Dataset entries about object locations
>> BEGIN
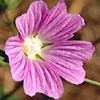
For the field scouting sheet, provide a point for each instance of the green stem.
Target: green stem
(11, 23)
(92, 82)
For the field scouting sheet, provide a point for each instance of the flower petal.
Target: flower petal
(66, 59)
(18, 62)
(29, 23)
(44, 80)
(59, 26)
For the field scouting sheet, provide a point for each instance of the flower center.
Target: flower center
(31, 47)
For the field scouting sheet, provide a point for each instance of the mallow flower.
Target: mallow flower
(42, 52)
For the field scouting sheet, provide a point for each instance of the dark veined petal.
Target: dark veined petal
(66, 58)
(18, 62)
(29, 23)
(44, 80)
(59, 26)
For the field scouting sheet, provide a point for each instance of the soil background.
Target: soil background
(90, 11)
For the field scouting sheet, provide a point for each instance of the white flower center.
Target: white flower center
(31, 47)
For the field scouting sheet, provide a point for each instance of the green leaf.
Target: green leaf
(2, 63)
(11, 3)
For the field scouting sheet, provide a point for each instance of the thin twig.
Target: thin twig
(8, 95)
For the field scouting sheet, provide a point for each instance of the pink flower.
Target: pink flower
(64, 58)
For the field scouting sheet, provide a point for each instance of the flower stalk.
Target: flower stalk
(92, 82)
(11, 23)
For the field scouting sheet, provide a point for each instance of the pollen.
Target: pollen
(31, 47)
>> END
YOUR OBJECTIVE: Substitute "crop survey form" for every "field scouting sheet" in everything from the line containing "white flower center." down to the end of the entries. Reproduce only those lines, with nothing else changed.

FULL ANSWER:
For the crop survey form, provide a point for each instance of the white flower center.
Target: white flower center
(31, 47)
For the crop survey form, provide a point for each instance of the green leaf.
Target: green leaf
(2, 63)
(11, 3)
For the crop survey form, provide a point for each instance of the thin twig.
Target: thin twig
(8, 95)
For the crop survey form, provide a point for each instance of the pink flower.
Target: pink flower
(64, 58)
For the crop survey form, provide a point for each instance of the flower stalk.
Target: flower stalk
(92, 82)
(11, 23)
For the crop survey form, provide a point for each instance of the pollen.
Target: pollen
(31, 47)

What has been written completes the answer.